→ Set problem
Render the lines of the items below, from the line containing "Target: window frame" through the final line, both included, as a Markdown table. Use the columns Row and Text, with a running number under Row and each line under Text, and skip any blank lines.

→ Extracted information
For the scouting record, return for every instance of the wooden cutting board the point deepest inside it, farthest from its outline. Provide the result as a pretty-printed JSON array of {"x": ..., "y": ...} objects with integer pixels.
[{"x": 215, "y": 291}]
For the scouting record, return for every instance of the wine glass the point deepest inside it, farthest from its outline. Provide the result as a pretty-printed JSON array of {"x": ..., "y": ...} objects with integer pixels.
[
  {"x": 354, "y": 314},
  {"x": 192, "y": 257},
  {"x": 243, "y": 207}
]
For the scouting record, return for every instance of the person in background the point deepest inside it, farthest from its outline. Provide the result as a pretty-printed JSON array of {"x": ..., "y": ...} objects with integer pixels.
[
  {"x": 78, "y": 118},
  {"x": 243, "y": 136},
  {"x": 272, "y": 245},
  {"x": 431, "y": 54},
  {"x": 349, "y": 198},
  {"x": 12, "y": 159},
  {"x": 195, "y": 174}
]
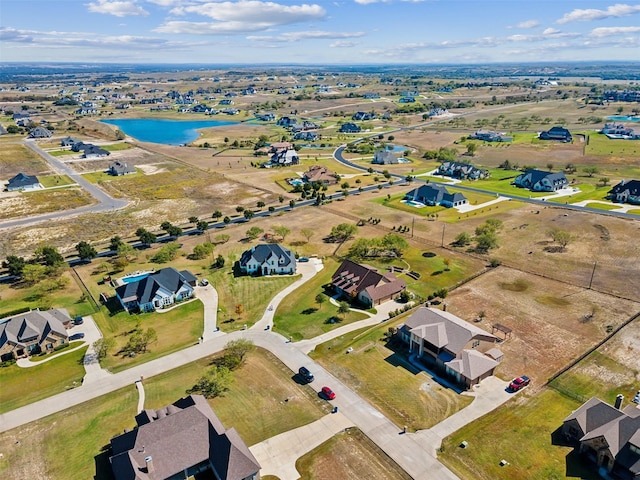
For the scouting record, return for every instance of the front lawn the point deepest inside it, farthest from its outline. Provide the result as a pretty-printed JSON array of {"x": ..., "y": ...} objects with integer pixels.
[
  {"x": 382, "y": 375},
  {"x": 22, "y": 386},
  {"x": 299, "y": 316}
]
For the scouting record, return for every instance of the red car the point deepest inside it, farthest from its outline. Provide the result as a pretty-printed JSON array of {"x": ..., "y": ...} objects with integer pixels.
[
  {"x": 519, "y": 383},
  {"x": 328, "y": 393}
]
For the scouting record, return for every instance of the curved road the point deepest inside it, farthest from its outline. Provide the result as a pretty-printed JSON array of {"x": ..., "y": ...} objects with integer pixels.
[{"x": 106, "y": 202}]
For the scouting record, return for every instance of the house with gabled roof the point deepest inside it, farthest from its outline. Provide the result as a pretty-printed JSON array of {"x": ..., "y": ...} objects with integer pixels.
[
  {"x": 22, "y": 182},
  {"x": 181, "y": 441},
  {"x": 268, "y": 259},
  {"x": 157, "y": 290},
  {"x": 365, "y": 284},
  {"x": 541, "y": 181},
  {"x": 607, "y": 436},
  {"x": 627, "y": 191},
  {"x": 33, "y": 332},
  {"x": 435, "y": 195},
  {"x": 442, "y": 340}
]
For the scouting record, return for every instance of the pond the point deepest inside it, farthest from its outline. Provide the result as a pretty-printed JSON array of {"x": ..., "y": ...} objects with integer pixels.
[{"x": 167, "y": 132}]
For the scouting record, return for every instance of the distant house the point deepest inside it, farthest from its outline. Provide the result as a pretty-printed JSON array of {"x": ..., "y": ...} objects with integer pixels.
[
  {"x": 384, "y": 157},
  {"x": 436, "y": 195},
  {"x": 119, "y": 168},
  {"x": 158, "y": 290},
  {"x": 181, "y": 441},
  {"x": 22, "y": 182},
  {"x": 460, "y": 349},
  {"x": 33, "y": 332},
  {"x": 365, "y": 285},
  {"x": 607, "y": 437},
  {"x": 461, "y": 170},
  {"x": 268, "y": 259},
  {"x": 626, "y": 192},
  {"x": 40, "y": 132},
  {"x": 318, "y": 173},
  {"x": 541, "y": 181},
  {"x": 556, "y": 133},
  {"x": 349, "y": 128}
]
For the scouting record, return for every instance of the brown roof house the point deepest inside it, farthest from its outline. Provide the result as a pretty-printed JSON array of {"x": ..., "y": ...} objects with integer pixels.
[
  {"x": 607, "y": 436},
  {"x": 180, "y": 441},
  {"x": 33, "y": 332},
  {"x": 365, "y": 284},
  {"x": 441, "y": 340}
]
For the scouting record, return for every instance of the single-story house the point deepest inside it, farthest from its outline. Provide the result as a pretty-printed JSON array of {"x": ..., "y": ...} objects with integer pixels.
[
  {"x": 349, "y": 128},
  {"x": 180, "y": 441},
  {"x": 268, "y": 259},
  {"x": 365, "y": 284},
  {"x": 119, "y": 168},
  {"x": 626, "y": 192},
  {"x": 436, "y": 195},
  {"x": 40, "y": 132},
  {"x": 461, "y": 170},
  {"x": 158, "y": 290},
  {"x": 319, "y": 173},
  {"x": 541, "y": 181},
  {"x": 33, "y": 332},
  {"x": 556, "y": 133},
  {"x": 384, "y": 157},
  {"x": 451, "y": 344},
  {"x": 22, "y": 182},
  {"x": 606, "y": 436}
]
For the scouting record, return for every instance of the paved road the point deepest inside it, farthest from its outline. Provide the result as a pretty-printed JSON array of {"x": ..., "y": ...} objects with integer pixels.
[{"x": 105, "y": 202}]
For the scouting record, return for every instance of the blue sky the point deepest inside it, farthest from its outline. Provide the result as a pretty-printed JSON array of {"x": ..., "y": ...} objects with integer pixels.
[{"x": 318, "y": 32}]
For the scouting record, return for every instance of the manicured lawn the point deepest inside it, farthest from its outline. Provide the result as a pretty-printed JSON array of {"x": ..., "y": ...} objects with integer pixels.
[
  {"x": 21, "y": 386},
  {"x": 177, "y": 328},
  {"x": 382, "y": 376},
  {"x": 519, "y": 433},
  {"x": 349, "y": 454},
  {"x": 254, "y": 406},
  {"x": 299, "y": 316}
]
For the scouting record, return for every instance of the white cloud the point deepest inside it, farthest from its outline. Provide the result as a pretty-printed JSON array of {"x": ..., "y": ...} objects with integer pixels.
[
  {"x": 609, "y": 31},
  {"x": 117, "y": 8},
  {"x": 528, "y": 24},
  {"x": 589, "y": 14}
]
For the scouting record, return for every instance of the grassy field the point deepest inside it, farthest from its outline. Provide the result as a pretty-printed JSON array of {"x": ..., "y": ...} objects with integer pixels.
[
  {"x": 260, "y": 386},
  {"x": 299, "y": 316},
  {"x": 521, "y": 434},
  {"x": 177, "y": 328},
  {"x": 382, "y": 376},
  {"x": 349, "y": 454},
  {"x": 21, "y": 386}
]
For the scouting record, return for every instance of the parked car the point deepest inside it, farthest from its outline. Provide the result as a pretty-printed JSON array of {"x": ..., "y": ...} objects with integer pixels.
[
  {"x": 306, "y": 375},
  {"x": 328, "y": 393},
  {"x": 519, "y": 383}
]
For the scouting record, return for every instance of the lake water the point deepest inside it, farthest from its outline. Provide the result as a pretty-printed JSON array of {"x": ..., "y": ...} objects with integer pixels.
[{"x": 167, "y": 132}]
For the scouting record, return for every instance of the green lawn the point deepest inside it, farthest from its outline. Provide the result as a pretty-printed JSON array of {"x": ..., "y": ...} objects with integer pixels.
[
  {"x": 259, "y": 387},
  {"x": 299, "y": 316},
  {"x": 382, "y": 376},
  {"x": 177, "y": 328},
  {"x": 21, "y": 386}
]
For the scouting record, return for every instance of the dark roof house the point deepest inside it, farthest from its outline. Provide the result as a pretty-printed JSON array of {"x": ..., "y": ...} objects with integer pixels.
[
  {"x": 365, "y": 284},
  {"x": 181, "y": 441}
]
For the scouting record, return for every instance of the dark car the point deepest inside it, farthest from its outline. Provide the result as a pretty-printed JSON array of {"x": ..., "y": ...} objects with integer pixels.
[
  {"x": 306, "y": 374},
  {"x": 328, "y": 393},
  {"x": 519, "y": 383}
]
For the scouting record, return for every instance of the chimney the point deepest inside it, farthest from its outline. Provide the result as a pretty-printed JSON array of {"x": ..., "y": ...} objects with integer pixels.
[
  {"x": 619, "y": 399},
  {"x": 149, "y": 463}
]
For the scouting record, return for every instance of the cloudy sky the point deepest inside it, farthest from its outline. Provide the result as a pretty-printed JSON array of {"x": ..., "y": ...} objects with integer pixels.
[{"x": 318, "y": 32}]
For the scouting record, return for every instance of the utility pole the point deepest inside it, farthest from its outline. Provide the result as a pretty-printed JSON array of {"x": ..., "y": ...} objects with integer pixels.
[{"x": 593, "y": 272}]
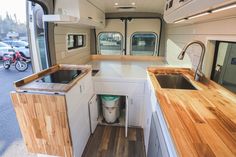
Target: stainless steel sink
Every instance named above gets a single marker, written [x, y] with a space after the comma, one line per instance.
[174, 81]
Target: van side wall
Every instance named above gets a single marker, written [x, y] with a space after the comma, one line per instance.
[178, 36]
[75, 56]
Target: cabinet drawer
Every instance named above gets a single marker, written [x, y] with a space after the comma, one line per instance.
[120, 88]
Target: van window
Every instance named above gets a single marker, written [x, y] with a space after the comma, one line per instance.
[110, 43]
[143, 44]
[75, 41]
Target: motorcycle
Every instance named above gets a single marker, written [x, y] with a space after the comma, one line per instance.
[16, 59]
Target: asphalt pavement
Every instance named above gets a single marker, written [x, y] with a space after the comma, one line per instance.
[11, 142]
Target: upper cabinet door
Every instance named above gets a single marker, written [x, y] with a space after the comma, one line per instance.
[79, 12]
[187, 11]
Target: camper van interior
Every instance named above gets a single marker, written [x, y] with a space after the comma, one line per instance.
[129, 78]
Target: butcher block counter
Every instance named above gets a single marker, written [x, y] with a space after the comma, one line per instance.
[32, 83]
[50, 115]
[201, 122]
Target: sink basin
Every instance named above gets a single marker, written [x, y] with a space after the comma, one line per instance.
[174, 81]
[94, 72]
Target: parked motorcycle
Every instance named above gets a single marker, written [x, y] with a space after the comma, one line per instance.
[16, 59]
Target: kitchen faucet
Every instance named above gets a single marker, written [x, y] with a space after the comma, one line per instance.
[198, 73]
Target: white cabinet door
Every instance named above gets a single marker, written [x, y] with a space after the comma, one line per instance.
[77, 104]
[93, 112]
[135, 115]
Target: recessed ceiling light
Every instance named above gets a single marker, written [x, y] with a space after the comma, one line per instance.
[199, 15]
[178, 21]
[224, 8]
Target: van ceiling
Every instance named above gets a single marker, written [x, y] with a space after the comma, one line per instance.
[109, 6]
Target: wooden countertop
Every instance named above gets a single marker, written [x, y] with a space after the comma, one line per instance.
[29, 83]
[201, 122]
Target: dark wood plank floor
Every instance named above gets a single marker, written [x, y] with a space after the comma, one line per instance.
[110, 141]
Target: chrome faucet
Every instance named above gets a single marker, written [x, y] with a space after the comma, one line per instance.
[198, 73]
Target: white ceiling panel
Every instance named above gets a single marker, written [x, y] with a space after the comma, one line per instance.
[109, 6]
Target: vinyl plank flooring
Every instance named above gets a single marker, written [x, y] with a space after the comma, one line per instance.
[109, 141]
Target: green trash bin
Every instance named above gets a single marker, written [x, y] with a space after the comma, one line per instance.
[111, 107]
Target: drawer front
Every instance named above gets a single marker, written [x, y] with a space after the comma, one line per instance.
[121, 88]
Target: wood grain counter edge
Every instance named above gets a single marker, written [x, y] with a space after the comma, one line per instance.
[201, 122]
[29, 83]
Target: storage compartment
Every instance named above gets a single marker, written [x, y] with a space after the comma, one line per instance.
[112, 110]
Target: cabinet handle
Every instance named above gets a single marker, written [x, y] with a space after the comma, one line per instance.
[80, 87]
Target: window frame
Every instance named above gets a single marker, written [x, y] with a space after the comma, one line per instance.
[122, 42]
[155, 53]
[75, 42]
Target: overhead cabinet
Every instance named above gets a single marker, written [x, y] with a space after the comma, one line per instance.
[82, 12]
[180, 9]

→ Exercise result
| Row | Text |
|---|---|
| 1 | Target: window frame |
| 2 | Every instance named above gets a single marker, written [x, y] with a space after the comma, one line per instance. |
| 3 | [122, 42] |
| 4 | [155, 53] |
| 5 | [75, 42] |
| 6 | Target: overhead cabinet |
| 7 | Every instance named above gets a single marker, written [x, y] with a space after the comma, one line per instance. |
| 8 | [82, 12] |
| 9 | [180, 9] |